◆ WHAT IS BEING ASKED
Edit the entries below so that every "shelf audit" becomes "field survey", and leave everything else as it is.

◇ ◇ ◇ ◇

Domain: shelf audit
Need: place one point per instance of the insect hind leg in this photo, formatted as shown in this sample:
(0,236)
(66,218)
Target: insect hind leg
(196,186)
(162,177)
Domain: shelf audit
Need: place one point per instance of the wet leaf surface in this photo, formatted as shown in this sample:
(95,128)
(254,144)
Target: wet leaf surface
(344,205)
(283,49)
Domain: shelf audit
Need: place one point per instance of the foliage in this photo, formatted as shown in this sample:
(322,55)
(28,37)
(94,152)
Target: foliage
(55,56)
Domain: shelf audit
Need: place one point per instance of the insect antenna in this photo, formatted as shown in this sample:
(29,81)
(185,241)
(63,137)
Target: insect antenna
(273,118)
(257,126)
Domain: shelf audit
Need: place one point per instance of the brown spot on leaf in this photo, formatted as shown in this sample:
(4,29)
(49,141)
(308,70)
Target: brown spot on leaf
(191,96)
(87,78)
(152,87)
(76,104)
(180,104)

◇ ◇ ◇ ◇

◆ RESULT OF THIS TASK
Domain: field survey
Need: place one point per instance of the insect hind leg in this photo, formatted as shown in this sample:
(0,236)
(66,218)
Target: insect hind leg
(196,186)
(162,177)
Domain: field survey
Need: place one point per instance of the wet leaf surface in this photo, formatted as shown in this sample:
(95,128)
(254,144)
Target: wet leaf surface
(344,205)
(283,49)
Domain: field survey
Need: place one point per instance of the foliage in this photo, formatted as shown in this sample:
(322,55)
(28,37)
(94,152)
Target: foliage
(55,56)
Domain: field survey
Need: place one point per instance of the insect antenna in this photo, formatted as shown in this sample:
(29,81)
(185,241)
(63,137)
Target: insect antenna
(273,118)
(257,126)
Domain: field survey
Need: place one point per instance of the brown spot on leaf in this photo, formatted as shown in this sample:
(4,29)
(49,141)
(308,70)
Target: brown spot on leaf
(191,96)
(87,78)
(152,87)
(76,104)
(180,104)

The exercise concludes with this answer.